REQUIRED TASK: Condense the paragraph beginning "Application for Grant of Certificate" in the venture capital fund definitions text below into a short bulleted list that keeps its main facts.

PROVIDED PASSAGE:
===============
Venture Capital Fund: means a fund established in the form of a trust or a company including a body corporate and registered under these regulations which-
has a dedicated pool of capital,
raised in a manner specified in the regulations, and
invests in accordance with the regulations.
Venture Capital Undertaking; means a domestic company :-
whose shares are not listed on a recognized stock exchange in India;
which is engaged in the business for providing services, production or manufacture of article or things or does not include such activities or sectors which are specified in the negative list by the Board with the approval of the Central Government by notification in the Official Gazette in this behalf.
Negative List
Non-banking financial services excluding those Non-Banking Financial companies which are registered with Reserve Bank of India and have been categorized as Equipment Leasing or Hire Purchase companies
Gold Financing excluding those companies which are engaged in gold financing for jewellery
Activities not permitted under industrial policy of Government of India.
Any other activity which may be specified by the Board in consultation with Government of India from time to time."
Associate Company: means a company in which a director or trustee or sponsor or settlor of the venture capital fund or asset management company holds either individually or collectively, equity shares in excess of 15% of its paid-up equity share capital of venture capital undertaking".
Equity Linked Instruments: includes instruments convertible into equity shares or share warrants, preference shares, debentures compulsorily or optionally convertible into equity
Investible Funds: means corpus of the fund net of expenditure for administration and management of the fund.
Unit : means beneficial interest of the investors in the scheme or fund floated by trust or shares issued by a company including a body corporate
Incorporation & Registration of a VCF
Application for Grant of Certificate: Any company or trust or body corporate proposing to carry on any activity as a venture capital fund must apply to SEBI for grant of a certificate of carrying out venture capital activity in India. An application for grant of certificate must be made in Form A and must be accompanied by a non-refundable application fee of Rs 25,000/- payable by bank draft in favor of the Securities and Exchange Board of India at Mumbai. Registration fee for grant of certificate is Rs 500,000.
===============
INFORMATION SUPPLIED:
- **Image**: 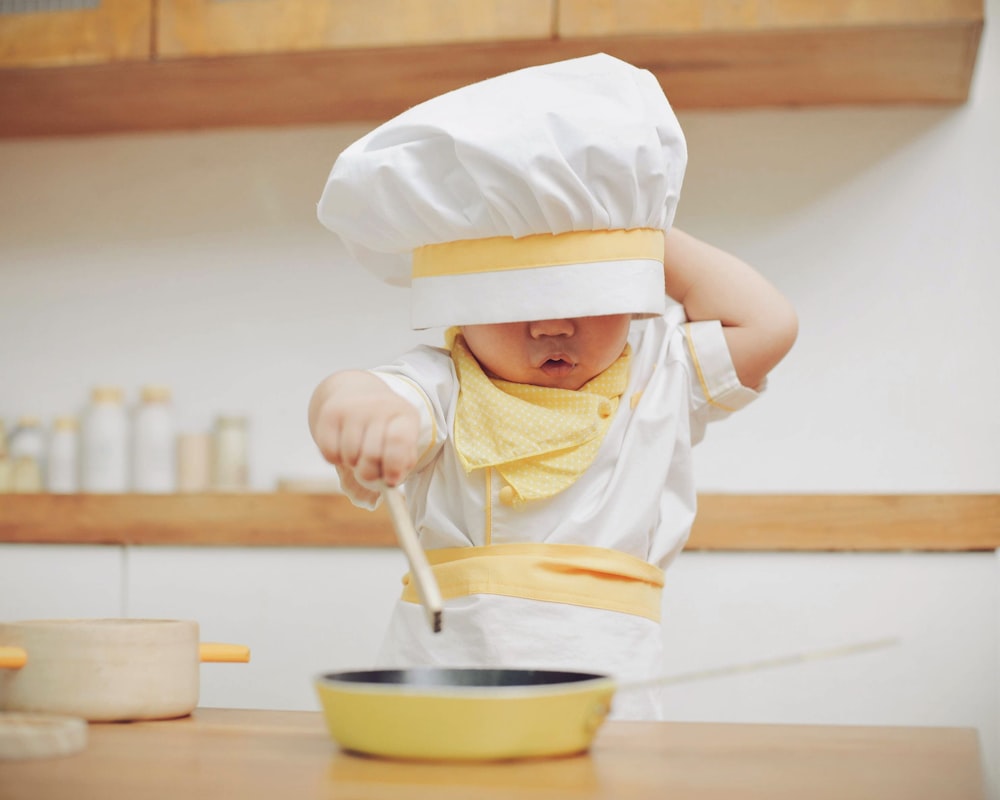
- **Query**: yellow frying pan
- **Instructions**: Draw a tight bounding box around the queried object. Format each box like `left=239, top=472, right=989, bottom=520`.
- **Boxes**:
left=315, top=639, right=895, bottom=761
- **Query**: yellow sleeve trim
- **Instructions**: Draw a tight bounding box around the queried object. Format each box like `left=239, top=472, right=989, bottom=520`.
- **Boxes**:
left=684, top=322, right=735, bottom=412
left=413, top=228, right=664, bottom=278
left=403, top=542, right=663, bottom=622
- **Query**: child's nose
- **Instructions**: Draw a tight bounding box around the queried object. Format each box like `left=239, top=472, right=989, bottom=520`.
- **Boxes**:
left=528, top=319, right=574, bottom=339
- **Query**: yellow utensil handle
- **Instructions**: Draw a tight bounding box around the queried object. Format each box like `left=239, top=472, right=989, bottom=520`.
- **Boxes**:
left=0, top=647, right=28, bottom=669
left=198, top=642, right=250, bottom=664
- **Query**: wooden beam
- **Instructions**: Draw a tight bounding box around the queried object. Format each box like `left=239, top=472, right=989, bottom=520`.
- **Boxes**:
left=0, top=492, right=1000, bottom=551
left=0, top=14, right=982, bottom=137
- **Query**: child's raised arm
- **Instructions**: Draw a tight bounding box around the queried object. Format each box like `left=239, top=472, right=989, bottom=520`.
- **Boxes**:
left=663, top=228, right=798, bottom=389
left=309, top=370, right=420, bottom=502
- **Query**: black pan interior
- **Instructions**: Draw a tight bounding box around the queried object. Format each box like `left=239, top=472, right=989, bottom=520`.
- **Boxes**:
left=323, top=667, right=606, bottom=687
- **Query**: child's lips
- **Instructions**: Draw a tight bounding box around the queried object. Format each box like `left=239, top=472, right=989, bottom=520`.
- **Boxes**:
left=538, top=354, right=576, bottom=378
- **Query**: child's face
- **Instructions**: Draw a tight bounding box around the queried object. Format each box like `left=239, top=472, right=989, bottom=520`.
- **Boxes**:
left=462, top=314, right=632, bottom=389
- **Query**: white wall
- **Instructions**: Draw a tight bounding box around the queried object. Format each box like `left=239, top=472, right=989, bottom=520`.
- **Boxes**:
left=0, top=6, right=1000, bottom=492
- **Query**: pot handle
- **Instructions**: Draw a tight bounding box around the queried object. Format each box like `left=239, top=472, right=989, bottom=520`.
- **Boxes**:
left=198, top=642, right=250, bottom=664
left=0, top=646, right=28, bottom=669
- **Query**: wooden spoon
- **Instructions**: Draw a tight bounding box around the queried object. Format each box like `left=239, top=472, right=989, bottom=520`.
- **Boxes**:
left=382, top=486, right=444, bottom=633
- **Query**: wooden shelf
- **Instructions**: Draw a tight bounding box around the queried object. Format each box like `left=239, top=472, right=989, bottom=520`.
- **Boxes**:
left=0, top=0, right=984, bottom=137
left=0, top=492, right=1000, bottom=551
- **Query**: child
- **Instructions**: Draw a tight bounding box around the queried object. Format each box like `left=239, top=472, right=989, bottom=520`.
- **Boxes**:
left=309, top=55, right=797, bottom=719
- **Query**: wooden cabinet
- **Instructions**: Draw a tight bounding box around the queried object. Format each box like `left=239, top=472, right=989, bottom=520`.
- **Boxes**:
left=0, top=0, right=984, bottom=137
left=156, top=0, right=555, bottom=58
left=0, top=0, right=153, bottom=67
left=556, top=0, right=984, bottom=108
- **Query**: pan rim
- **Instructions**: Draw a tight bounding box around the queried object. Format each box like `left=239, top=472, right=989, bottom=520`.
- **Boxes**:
left=314, top=667, right=617, bottom=698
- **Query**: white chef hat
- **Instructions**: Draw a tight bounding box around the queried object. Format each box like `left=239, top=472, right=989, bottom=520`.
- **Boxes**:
left=318, top=54, right=687, bottom=329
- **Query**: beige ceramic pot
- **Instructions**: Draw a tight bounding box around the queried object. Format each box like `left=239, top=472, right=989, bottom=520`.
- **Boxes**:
left=0, top=619, right=249, bottom=722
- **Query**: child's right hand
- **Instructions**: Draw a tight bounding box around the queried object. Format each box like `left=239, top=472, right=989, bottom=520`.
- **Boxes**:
left=309, top=370, right=420, bottom=504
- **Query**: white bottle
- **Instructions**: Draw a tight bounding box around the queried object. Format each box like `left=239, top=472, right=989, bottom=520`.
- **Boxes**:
left=212, top=417, right=249, bottom=492
left=45, top=417, right=80, bottom=494
left=132, top=386, right=177, bottom=494
left=0, top=419, right=14, bottom=494
left=7, top=416, right=45, bottom=492
left=80, top=386, right=129, bottom=494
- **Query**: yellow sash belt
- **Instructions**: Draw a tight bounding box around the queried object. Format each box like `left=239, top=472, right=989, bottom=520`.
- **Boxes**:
left=403, top=542, right=663, bottom=622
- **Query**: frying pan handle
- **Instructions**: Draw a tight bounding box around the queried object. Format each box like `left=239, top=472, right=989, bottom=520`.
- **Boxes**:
left=0, top=647, right=28, bottom=669
left=198, top=642, right=250, bottom=664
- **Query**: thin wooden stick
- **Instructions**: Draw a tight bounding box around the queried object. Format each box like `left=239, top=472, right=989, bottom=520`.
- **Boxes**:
left=618, top=637, right=899, bottom=691
left=382, top=486, right=444, bottom=633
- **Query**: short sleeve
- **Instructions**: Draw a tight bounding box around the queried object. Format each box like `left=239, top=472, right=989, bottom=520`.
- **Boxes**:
left=682, top=320, right=766, bottom=422
left=371, top=346, right=458, bottom=471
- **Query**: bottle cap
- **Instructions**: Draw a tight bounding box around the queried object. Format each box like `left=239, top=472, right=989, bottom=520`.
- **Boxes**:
left=141, top=383, right=170, bottom=403
left=90, top=386, right=124, bottom=403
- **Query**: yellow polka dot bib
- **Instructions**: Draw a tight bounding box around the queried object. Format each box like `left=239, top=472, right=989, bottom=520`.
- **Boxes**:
left=447, top=329, right=632, bottom=505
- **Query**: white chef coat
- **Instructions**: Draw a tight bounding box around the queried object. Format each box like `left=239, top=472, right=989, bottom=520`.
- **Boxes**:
left=356, top=303, right=757, bottom=719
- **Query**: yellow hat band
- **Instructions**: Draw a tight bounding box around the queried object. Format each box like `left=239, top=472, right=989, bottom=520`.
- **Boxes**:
left=413, top=228, right=664, bottom=278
===============
RESULT:
- Any company, trust or body corporate that proposes to operate as a venture capital fund must apply to SEBI for a certificate to carry out venture capital activity in India.
- The application is made in Form A.
- It must come with a non-refundable application fee of Rs 25,000, paid by bank draft in favor of the Securities and Exchange Board of India at Mumbai.
- The registration fee for the certificate is Rs 500,000.